● **Task description**:
Rewrite the lines below, changing every "keypoint" to "landmark" and leaving everything else unchanged. Leave the pictures out of the answer.

● **Extracted records**:

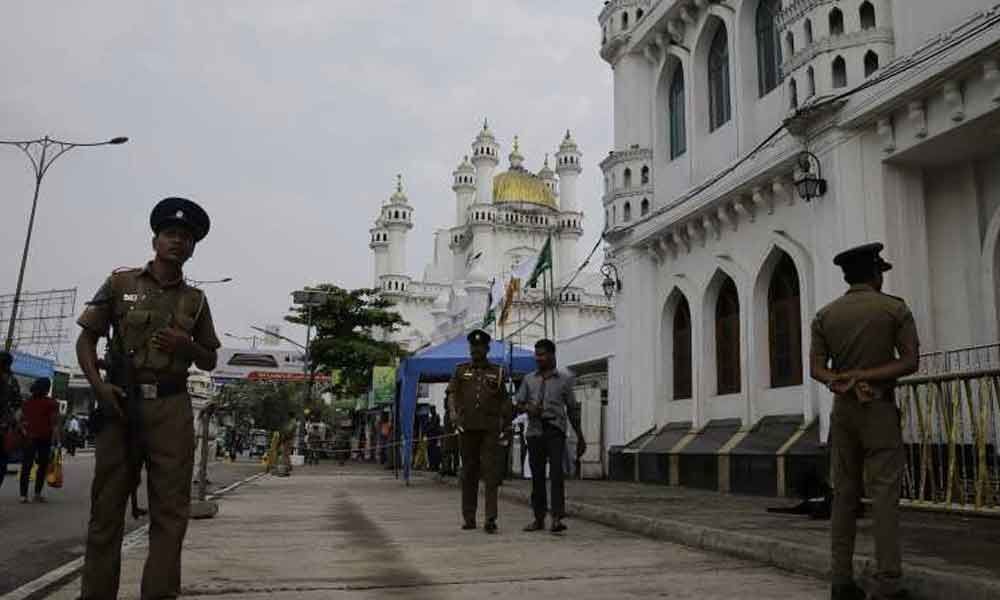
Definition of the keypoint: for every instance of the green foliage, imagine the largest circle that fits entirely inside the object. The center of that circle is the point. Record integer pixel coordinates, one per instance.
(348, 327)
(268, 404)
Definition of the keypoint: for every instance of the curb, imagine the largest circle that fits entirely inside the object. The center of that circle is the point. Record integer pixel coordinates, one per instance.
(63, 575)
(923, 583)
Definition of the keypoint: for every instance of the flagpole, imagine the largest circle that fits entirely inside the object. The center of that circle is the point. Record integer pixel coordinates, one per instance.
(545, 304)
(555, 299)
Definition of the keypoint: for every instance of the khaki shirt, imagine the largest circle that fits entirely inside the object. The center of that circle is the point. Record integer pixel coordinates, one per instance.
(121, 299)
(863, 329)
(479, 397)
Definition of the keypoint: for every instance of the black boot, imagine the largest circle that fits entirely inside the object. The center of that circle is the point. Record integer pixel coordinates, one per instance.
(847, 591)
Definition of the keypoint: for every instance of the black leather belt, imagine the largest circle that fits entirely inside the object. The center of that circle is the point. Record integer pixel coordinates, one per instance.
(151, 391)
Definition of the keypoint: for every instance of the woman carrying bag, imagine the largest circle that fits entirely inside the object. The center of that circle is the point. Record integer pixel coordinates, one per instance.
(39, 422)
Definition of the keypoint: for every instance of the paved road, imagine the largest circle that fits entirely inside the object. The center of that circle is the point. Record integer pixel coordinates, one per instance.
(351, 534)
(40, 537)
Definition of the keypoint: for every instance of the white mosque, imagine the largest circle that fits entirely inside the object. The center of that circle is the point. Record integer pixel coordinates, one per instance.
(500, 220)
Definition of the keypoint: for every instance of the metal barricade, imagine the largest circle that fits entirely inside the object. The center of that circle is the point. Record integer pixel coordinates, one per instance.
(951, 433)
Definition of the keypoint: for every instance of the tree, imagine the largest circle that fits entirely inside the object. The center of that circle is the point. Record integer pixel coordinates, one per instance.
(350, 327)
(268, 404)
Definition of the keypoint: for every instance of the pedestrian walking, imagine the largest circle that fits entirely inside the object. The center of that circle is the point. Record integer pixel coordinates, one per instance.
(10, 403)
(40, 426)
(862, 343)
(72, 438)
(158, 326)
(547, 396)
(482, 414)
(434, 433)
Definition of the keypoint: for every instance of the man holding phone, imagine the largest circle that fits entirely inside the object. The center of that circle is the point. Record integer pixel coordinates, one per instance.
(547, 396)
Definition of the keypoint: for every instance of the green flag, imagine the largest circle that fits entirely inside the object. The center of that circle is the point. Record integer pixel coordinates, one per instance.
(542, 264)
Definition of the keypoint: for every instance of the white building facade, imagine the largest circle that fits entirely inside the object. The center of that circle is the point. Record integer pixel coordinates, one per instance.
(723, 262)
(500, 220)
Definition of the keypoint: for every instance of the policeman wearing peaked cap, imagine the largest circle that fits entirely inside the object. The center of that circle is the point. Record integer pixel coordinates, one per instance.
(862, 343)
(157, 327)
(482, 411)
(182, 212)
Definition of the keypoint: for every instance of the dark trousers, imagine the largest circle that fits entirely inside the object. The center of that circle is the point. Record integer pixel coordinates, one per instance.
(37, 451)
(547, 448)
(479, 452)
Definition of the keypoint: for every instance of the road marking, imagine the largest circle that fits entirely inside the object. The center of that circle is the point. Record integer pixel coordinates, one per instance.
(70, 569)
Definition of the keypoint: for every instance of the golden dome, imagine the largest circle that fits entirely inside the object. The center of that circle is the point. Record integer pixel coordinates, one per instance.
(520, 186)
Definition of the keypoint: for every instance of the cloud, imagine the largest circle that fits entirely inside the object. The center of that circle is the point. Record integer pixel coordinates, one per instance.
(287, 120)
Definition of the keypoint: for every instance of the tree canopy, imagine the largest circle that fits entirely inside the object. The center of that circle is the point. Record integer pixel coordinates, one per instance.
(350, 330)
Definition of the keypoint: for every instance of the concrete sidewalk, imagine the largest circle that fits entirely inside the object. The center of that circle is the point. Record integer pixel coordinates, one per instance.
(945, 556)
(356, 533)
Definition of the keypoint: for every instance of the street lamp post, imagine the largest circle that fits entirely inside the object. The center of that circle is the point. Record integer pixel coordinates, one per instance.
(308, 298)
(42, 153)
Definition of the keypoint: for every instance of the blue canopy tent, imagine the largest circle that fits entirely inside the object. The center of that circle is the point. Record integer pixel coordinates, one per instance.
(436, 365)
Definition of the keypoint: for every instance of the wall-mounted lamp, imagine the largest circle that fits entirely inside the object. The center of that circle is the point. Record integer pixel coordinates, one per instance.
(612, 282)
(810, 184)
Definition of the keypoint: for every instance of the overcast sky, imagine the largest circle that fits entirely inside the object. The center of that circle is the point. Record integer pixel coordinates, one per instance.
(287, 120)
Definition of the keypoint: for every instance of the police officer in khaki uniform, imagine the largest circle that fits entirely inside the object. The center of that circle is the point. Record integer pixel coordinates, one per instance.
(861, 344)
(158, 326)
(481, 411)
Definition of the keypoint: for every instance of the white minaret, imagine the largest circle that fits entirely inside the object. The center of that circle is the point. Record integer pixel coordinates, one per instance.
(485, 156)
(465, 190)
(397, 218)
(380, 248)
(549, 177)
(568, 167)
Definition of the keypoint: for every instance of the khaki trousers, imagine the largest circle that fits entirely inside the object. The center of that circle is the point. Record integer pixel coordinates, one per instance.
(168, 425)
(867, 441)
(479, 461)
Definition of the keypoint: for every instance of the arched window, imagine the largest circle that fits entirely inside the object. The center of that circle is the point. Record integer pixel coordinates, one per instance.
(682, 350)
(867, 12)
(720, 109)
(839, 72)
(871, 63)
(768, 46)
(678, 126)
(836, 22)
(785, 324)
(727, 339)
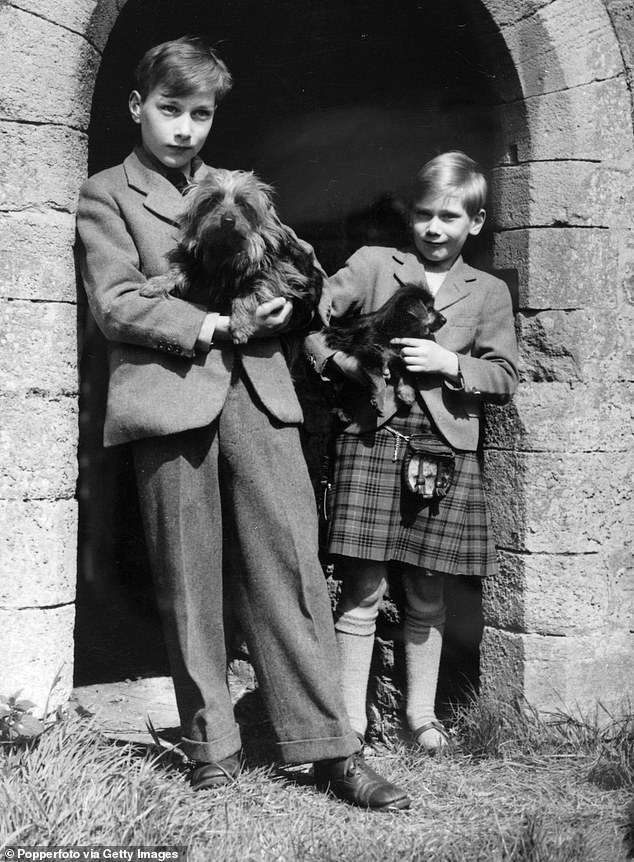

● **Correct result**:
Definition of the landmark: for every instance of the green foliage, imagine the largest circle that fits entirely inside the object. The center of that circle is the point. Record integer pixel coordinates, one per instance.
(348, 327)
(268, 404)
Definition of the landmark: for every instance of the curb, imagine the largest circle that fits entirely inside the object. The center of that circle is the point. Record integer pixel coordinates, one per instance.
(63, 575)
(923, 583)
Definition of the landmark: for every instance of the flagpole, imagine the largest circle that fits entirely inside the object. The center of that circle is the point. Record integer pixel coordinates, one per instance.
(545, 304)
(555, 299)
Definition of the landmark: for every instance of the khaki shirt, imagine the largest circle that fits entirely inside the object. The center of that circle is the point. Record integer pixel coordinates, one per instance.
(121, 299)
(863, 329)
(479, 397)
Definition of the landmark: for every instance of the black boot, imagine the largest circle that fits entirely inside the object. The center of that circle is the point. Record integer pixel coordinates, one per instance.
(847, 591)
Definition of the landmark: for every instance of the black leather belt, imagine the largest circle that fits entirely inside the object. The center of that circle is the point. Record integer pixel coordinates, one per instance.
(151, 391)
Definition of the landmark: for every instance of the woman carrying bag, imagine the largest circle that fits entirely inside the object. The center of that circle is the point. Record integer pixel coordinates, one per instance.
(39, 422)
Definition of the landmark: for every instance of the paved road, imagine the largest circle that fits entirely inside the object. The center of that circle is the point. Record integer pixel coordinates, one per instance.
(351, 534)
(40, 537)
Definition of the landmark: for every instance of the white mosque, imagine the largest circle that fits entirely inside the object. The center of that circle is the point. Record integer pixel coordinates, one per instance.
(500, 220)
Definition of the landmark: for every instance of the metal barricade, imagine the largest circle that fits entirely inside the object. The center of that circle is the point. Record integer pixel coordinates, one per instance.
(951, 433)
Definition of the landmark: for every instance of the tree, imagine the largest circle that fits entirely inside the object. The center of that circle is the point. Record integer pixel coordinates, one per instance.
(350, 327)
(268, 404)
Definition of the landmark: for every instance of the pedestrian walking, imagine the largest circle that fits entirely inside the object. The center of that circle is the point. Record integer pixel coordinates, one per instance.
(10, 403)
(40, 426)
(862, 343)
(72, 438)
(158, 326)
(547, 396)
(482, 414)
(434, 433)
Definition of the landmark: for every instance of the man holding phone, imagine the largest circle that fits entirely inside the object. The center of that circle is the point. Record integer pixel coordinates, one per instance.
(547, 396)
Definition of the landmark: for every instance of the green flag, imagine the largest circle that fits entirely inside the object. The center of that circle is the point. Record integer pixel coordinates, one per instance.
(542, 264)
Definition of the landmark: for every instance of the white building facade, imagine the largest circle that fits entirely inside the object. The center of that circle is the point. Record integer pixel coordinates, one per instance.
(723, 262)
(500, 220)
Definition of the landmark: for every instance of the policeman wearing peaked cap, imagine the largest circle that fits entirely inside the object. The center of that circle is the point. Record integer pixel coordinates, one per instance.
(862, 343)
(157, 327)
(482, 411)
(182, 212)
Definition of the landmark: for every instance of the dark trousers, imagine the largest circle that fits entirely inside the object. The center of that circle is the point. Record integer pixel coordinates, one per instance.
(37, 451)
(547, 448)
(479, 452)
Definition of the landmark: for every instance of the road marking, imagine the largest circle that fits entirely inside the object. The center of that circle is the point. Record integer pixel coordinates, one per instance.
(70, 569)
Definition of the landmark: for every instance of the golden dome, imagine the largest circle that fits entirely inside the object. The center of that circle is the point. Record integer pixel coordinates, one per instance.
(520, 186)
Definition of the landmark: for every instance of the cloud, imagine the largest circle that fits entirely inside the object. The center of that circle is the point. Record integer pixel coordinates, one per instance.
(287, 120)
Definition of the landmark: for every instance of the tree canopy, imagine the largest circle that fits entirely inside the object. The center of that circle is the point. Record integer pixel coordinates, one per instance.
(350, 330)
Definition of the landmark: for every instance of the concrete sidewalk, imagine the largest circle that fits entirely inside the object. The center of that circle is the point. Record integer pixel coordinates, one per instance.
(945, 556)
(356, 533)
Definition of the landmark: for every instance of the street lamp post, imagine the largest circle that fits entirely inside the object. The center of that circle is the point. Record integer pixel coordinates, one per instance.
(308, 298)
(42, 153)
Definition of the landmark: for every instance of the blue canopy tent, imagine the largest circle that fits entirely inside the object. The center of that circle is the point. Record integer pixel coordinates, one per instance.
(436, 365)
Definition of the landmark: for every instance of the wall-mounted lamp, imagine the largest circle that fits entirely inside the object. The center of that circle is the point. Record integer pixel coordinates, one per instance.
(612, 282)
(810, 184)
Definition of the landmark: for every instance of the overcast sky, imagine the largest circle that fits entirely inside the object. The center of that circle is the point. Record integer pixel coordinates, one per instance.
(287, 120)
Definition of the landmark: for every instance of the police officer in khaki uniform, imagine the largest circle that fits entirely inside the object. The center of that circle is the point. Record integer pixel coordinates, one per instance.
(861, 344)
(158, 326)
(481, 411)
Definition of the landmark: for every instance of the white minaret, imagine the largest circle that fits entirely inside the object. The center of that circle is the point. Record integer pixel coordinates, one per instance.
(485, 156)
(465, 190)
(397, 218)
(380, 248)
(549, 177)
(568, 167)
Definition of the landmark: for every instance of the khaki trousers, imagine the largest circle that fits entirely inside the object. The center of that circle is the point. Record integer pixel coordinates, one per instance.
(168, 425)
(867, 441)
(479, 461)
Definition of the landmark: for every instance of the arched window, imagine the largest circle that fits entirely inside the object. The center of that circle is the point. Record integer pixel coordinates, one per instance.
(682, 350)
(867, 12)
(720, 109)
(839, 72)
(871, 63)
(768, 46)
(678, 126)
(836, 22)
(785, 324)
(727, 339)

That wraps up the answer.